--- Data listing ---
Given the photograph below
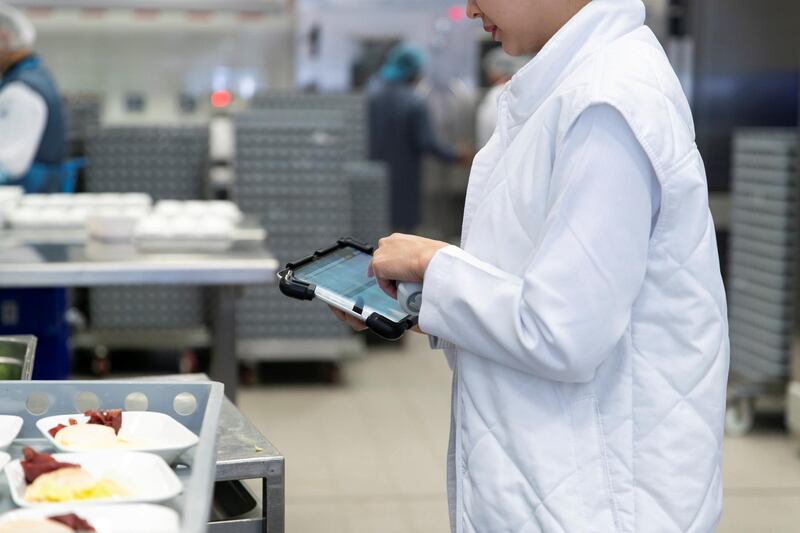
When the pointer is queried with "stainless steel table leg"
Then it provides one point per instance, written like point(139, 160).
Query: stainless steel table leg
point(273, 493)
point(224, 366)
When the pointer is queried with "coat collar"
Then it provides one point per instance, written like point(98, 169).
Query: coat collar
point(594, 27)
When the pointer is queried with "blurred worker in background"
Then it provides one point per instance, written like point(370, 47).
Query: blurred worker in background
point(401, 132)
point(499, 68)
point(32, 150)
point(32, 146)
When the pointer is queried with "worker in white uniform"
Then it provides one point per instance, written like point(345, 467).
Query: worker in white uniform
point(584, 314)
point(32, 146)
point(498, 67)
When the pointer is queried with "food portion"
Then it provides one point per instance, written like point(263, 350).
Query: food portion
point(36, 464)
point(87, 437)
point(74, 521)
point(100, 432)
point(54, 482)
point(67, 523)
point(111, 418)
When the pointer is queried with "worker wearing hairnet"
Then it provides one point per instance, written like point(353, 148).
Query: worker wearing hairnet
point(583, 314)
point(31, 121)
point(401, 132)
point(498, 67)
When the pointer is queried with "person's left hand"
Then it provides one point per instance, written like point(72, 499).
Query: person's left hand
point(401, 257)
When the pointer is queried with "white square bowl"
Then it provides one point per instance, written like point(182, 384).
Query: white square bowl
point(10, 426)
point(128, 518)
point(147, 477)
point(166, 437)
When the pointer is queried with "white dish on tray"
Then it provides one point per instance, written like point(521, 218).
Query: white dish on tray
point(128, 518)
point(147, 477)
point(157, 433)
point(10, 426)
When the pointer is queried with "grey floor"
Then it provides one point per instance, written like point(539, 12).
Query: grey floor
point(368, 455)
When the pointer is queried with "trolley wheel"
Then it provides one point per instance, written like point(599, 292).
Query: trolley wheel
point(740, 416)
point(188, 362)
point(101, 362)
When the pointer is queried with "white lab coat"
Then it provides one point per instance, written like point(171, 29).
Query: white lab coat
point(23, 119)
point(486, 116)
point(584, 314)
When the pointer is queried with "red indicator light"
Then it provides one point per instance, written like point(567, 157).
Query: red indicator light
point(221, 98)
point(456, 13)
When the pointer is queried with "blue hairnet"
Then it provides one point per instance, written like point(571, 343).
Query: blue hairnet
point(404, 63)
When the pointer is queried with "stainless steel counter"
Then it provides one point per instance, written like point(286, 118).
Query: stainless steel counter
point(27, 264)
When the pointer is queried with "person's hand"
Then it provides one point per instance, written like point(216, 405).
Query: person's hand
point(356, 324)
point(351, 321)
point(402, 257)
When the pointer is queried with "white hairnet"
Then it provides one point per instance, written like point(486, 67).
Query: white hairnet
point(17, 27)
point(499, 62)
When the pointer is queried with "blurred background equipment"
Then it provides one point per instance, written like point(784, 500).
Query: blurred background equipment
point(762, 271)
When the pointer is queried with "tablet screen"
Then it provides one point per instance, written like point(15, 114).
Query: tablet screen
point(344, 274)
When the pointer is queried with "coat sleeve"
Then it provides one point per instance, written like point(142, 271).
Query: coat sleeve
point(563, 317)
point(23, 118)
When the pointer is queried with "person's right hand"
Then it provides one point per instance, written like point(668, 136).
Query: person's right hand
point(356, 324)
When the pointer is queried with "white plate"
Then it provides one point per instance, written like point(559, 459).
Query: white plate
point(146, 476)
point(163, 435)
point(10, 426)
point(131, 518)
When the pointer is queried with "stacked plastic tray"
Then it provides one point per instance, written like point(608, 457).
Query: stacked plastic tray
point(370, 200)
point(82, 116)
point(351, 107)
point(289, 175)
point(763, 254)
point(169, 163)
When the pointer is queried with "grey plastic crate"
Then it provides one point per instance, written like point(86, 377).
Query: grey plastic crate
point(763, 256)
point(168, 163)
point(59, 398)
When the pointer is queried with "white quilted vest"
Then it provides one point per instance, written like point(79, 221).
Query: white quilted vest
point(639, 448)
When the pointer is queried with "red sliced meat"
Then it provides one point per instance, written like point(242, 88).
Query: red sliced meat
point(111, 418)
point(36, 464)
point(74, 521)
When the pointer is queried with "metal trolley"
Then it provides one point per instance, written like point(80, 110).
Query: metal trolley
point(196, 405)
point(17, 354)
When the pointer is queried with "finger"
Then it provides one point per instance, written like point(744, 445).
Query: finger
point(356, 324)
point(388, 286)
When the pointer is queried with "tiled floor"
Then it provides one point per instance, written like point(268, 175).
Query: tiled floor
point(368, 456)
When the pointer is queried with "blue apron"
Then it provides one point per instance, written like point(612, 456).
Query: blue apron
point(48, 173)
point(41, 312)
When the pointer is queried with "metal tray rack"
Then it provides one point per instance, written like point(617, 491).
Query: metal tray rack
point(202, 401)
point(762, 271)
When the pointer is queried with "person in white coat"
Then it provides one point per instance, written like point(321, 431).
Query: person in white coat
point(499, 67)
point(32, 132)
point(584, 313)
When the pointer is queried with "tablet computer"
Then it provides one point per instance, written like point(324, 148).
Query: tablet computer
point(338, 276)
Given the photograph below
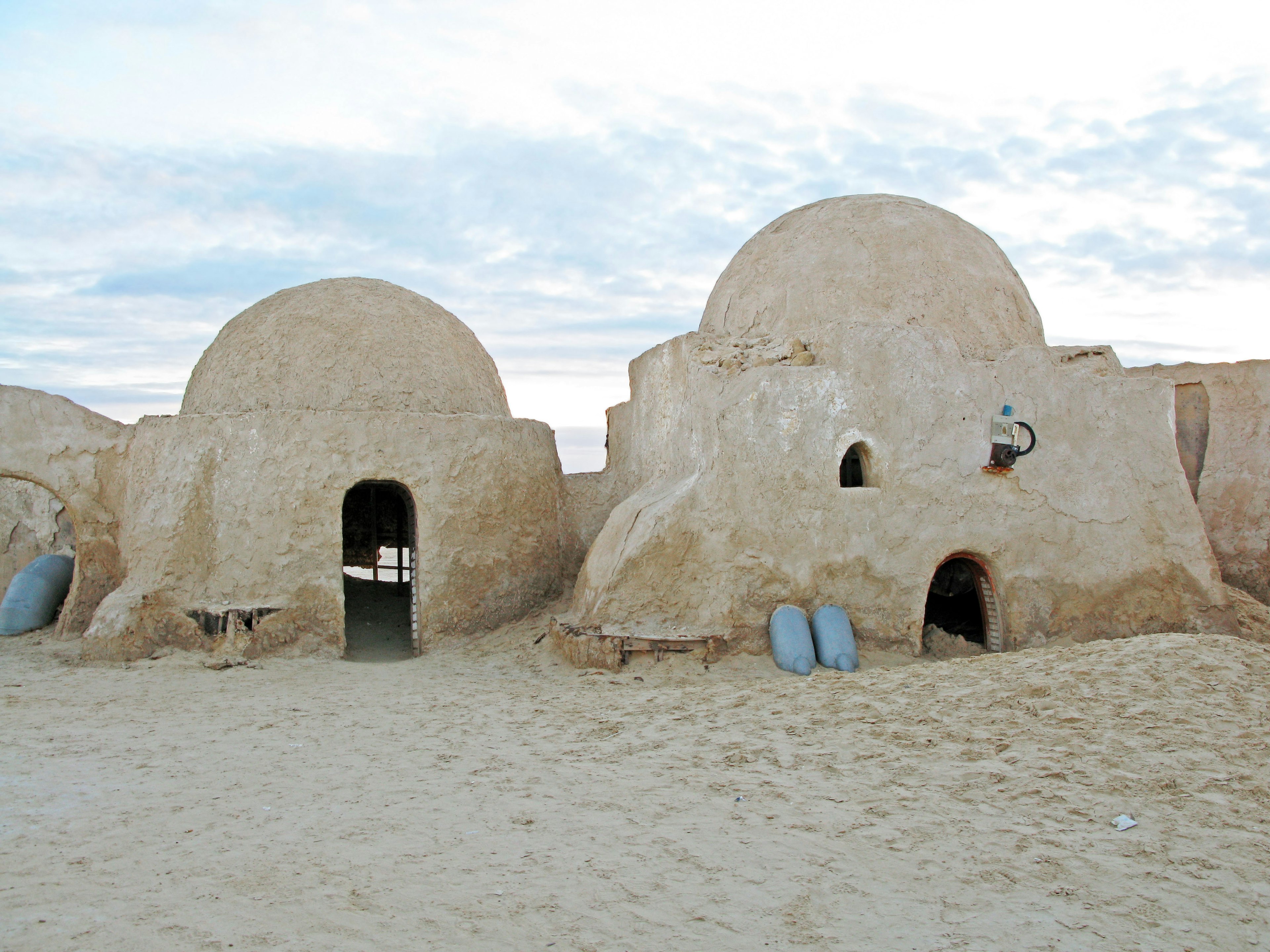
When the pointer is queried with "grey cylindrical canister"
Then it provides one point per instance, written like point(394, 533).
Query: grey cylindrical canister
point(835, 642)
point(792, 640)
point(35, 593)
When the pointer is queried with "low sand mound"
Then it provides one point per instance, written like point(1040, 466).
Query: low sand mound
point(940, 645)
point(489, 798)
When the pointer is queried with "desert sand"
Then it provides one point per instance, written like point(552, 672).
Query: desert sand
point(488, 798)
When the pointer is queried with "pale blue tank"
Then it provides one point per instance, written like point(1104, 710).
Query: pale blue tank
point(835, 642)
point(35, 595)
point(792, 640)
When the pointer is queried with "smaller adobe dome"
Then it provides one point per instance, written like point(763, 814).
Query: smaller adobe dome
point(346, 344)
point(874, 259)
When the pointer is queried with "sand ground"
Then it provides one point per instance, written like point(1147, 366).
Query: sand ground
point(487, 798)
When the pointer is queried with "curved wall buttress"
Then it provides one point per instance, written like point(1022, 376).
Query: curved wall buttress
point(78, 456)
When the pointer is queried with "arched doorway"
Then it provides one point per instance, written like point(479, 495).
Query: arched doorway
point(963, 601)
point(380, 609)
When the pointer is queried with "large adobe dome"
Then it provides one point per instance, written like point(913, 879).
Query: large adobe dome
point(346, 344)
point(874, 259)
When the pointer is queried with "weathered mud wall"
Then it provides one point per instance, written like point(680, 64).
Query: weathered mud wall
point(1223, 437)
point(33, 522)
point(874, 259)
point(78, 456)
point(243, 512)
point(741, 511)
point(892, 325)
point(346, 344)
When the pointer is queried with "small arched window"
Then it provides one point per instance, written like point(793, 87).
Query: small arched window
point(851, 470)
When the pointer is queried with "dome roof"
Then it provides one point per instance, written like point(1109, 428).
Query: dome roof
point(346, 344)
point(874, 259)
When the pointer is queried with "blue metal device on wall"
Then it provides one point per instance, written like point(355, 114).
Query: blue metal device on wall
point(1005, 441)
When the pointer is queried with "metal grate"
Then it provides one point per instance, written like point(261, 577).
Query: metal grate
point(414, 602)
point(992, 626)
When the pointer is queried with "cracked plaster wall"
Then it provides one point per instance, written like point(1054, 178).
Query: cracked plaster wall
point(243, 511)
point(77, 456)
point(723, 468)
point(1235, 483)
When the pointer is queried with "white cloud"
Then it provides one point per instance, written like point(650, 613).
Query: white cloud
point(571, 178)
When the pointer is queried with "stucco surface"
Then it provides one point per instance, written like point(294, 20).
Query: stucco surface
point(249, 517)
point(346, 344)
point(1235, 483)
point(726, 460)
point(78, 456)
point(740, 507)
point(889, 261)
point(33, 522)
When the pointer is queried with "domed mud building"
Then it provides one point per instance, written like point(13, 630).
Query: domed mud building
point(336, 429)
point(345, 455)
point(824, 438)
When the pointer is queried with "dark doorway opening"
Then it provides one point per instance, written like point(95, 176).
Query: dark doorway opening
point(380, 619)
point(955, 601)
point(853, 469)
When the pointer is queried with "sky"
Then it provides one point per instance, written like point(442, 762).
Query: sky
point(571, 178)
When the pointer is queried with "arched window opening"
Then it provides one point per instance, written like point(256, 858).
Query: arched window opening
point(853, 471)
point(962, 602)
point(380, 614)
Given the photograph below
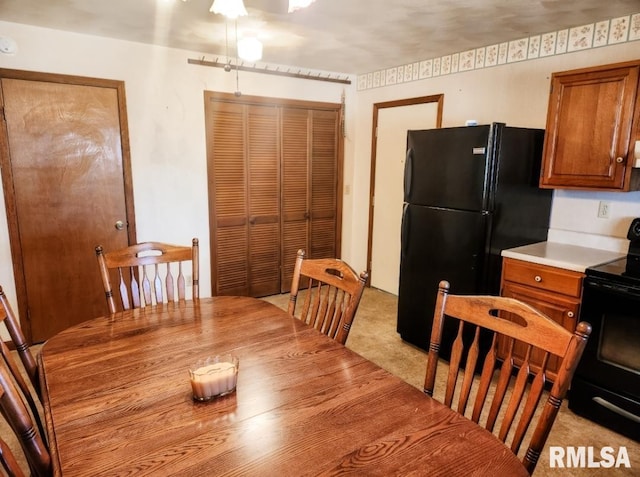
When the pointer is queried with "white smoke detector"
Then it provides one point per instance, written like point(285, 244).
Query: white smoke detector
point(8, 46)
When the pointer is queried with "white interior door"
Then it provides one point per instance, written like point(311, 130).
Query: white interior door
point(391, 144)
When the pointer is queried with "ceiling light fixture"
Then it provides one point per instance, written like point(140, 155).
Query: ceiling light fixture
point(229, 8)
point(298, 4)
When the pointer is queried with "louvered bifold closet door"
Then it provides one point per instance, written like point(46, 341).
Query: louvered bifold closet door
point(227, 176)
point(244, 178)
point(324, 184)
point(295, 189)
point(264, 200)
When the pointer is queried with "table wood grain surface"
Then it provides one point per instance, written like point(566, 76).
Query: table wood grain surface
point(117, 401)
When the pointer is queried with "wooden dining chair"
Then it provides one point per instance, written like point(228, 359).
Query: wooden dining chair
point(333, 292)
point(19, 381)
point(19, 342)
point(17, 416)
point(514, 321)
point(149, 273)
point(8, 461)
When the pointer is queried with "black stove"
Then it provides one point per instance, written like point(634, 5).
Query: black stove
point(622, 271)
point(606, 384)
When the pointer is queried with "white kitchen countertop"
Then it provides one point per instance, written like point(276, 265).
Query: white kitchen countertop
point(562, 255)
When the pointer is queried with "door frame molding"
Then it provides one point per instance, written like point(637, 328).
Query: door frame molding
point(7, 175)
point(435, 98)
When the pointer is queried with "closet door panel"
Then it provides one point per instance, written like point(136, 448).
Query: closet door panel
point(295, 189)
point(263, 165)
point(227, 177)
point(323, 184)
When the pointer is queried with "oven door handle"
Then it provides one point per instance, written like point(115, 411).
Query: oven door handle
point(613, 408)
point(612, 288)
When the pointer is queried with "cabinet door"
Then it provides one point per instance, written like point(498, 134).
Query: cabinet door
point(589, 128)
point(561, 309)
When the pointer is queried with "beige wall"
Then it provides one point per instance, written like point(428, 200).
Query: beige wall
point(517, 94)
point(166, 127)
point(166, 124)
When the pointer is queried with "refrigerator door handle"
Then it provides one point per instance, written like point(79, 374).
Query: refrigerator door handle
point(408, 174)
point(404, 232)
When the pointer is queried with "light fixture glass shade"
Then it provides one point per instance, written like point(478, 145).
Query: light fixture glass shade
point(250, 49)
point(229, 8)
point(298, 4)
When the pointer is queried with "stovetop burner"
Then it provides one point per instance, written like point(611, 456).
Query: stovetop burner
point(622, 269)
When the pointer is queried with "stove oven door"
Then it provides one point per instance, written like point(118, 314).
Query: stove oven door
point(606, 385)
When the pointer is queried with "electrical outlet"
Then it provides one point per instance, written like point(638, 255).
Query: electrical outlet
point(603, 209)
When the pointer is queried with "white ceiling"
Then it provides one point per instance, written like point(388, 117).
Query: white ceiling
point(342, 36)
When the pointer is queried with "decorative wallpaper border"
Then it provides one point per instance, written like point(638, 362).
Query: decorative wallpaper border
point(594, 35)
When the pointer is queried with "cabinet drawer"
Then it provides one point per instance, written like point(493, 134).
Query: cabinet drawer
point(552, 279)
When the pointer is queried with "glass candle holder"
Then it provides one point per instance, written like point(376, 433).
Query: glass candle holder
point(214, 376)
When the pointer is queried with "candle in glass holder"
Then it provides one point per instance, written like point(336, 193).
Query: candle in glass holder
point(213, 377)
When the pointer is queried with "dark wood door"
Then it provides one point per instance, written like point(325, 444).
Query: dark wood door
point(67, 185)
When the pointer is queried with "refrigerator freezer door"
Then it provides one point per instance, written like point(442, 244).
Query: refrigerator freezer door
point(449, 167)
point(437, 244)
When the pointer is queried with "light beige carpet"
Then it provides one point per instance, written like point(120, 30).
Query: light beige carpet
point(374, 336)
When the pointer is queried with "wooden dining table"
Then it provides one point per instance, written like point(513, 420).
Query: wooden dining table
point(118, 401)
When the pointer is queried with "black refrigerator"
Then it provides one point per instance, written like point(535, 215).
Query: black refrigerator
point(469, 193)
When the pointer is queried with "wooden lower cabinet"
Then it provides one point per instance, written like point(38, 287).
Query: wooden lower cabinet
point(554, 291)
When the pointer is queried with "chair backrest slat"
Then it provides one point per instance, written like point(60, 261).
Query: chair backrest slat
point(514, 400)
point(20, 421)
point(141, 286)
point(19, 341)
point(332, 296)
point(9, 462)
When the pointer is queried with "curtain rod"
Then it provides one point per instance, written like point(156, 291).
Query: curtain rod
point(268, 71)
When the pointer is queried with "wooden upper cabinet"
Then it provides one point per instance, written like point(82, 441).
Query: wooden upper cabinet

--- How to complete this task ---
Only the lines from the first line of the listing above through the line with "like point(345, 467)." should be set down, exactly and without pictures.

--- Answer section ---
Given the photograph below
When the pointer is queried with "stainless steel table leg"
Then it provides one point per instance, written like point(139, 160).
Query: stainless steel table leg
point(273, 493)
point(224, 366)
When the pointer is queried with "coat collar"
Then it provides one point per instance, written like point(98, 169).
Query: coat collar
point(594, 27)
When the pointer is queried with "blurred worker in background"
Then it provides one point per instance, written like point(370, 47).
Query: blurred worker in background
point(401, 132)
point(499, 68)
point(32, 150)
point(32, 146)
When the pointer is queried with "worker in white uniform"
Then it provides one point per instance, written like point(345, 467).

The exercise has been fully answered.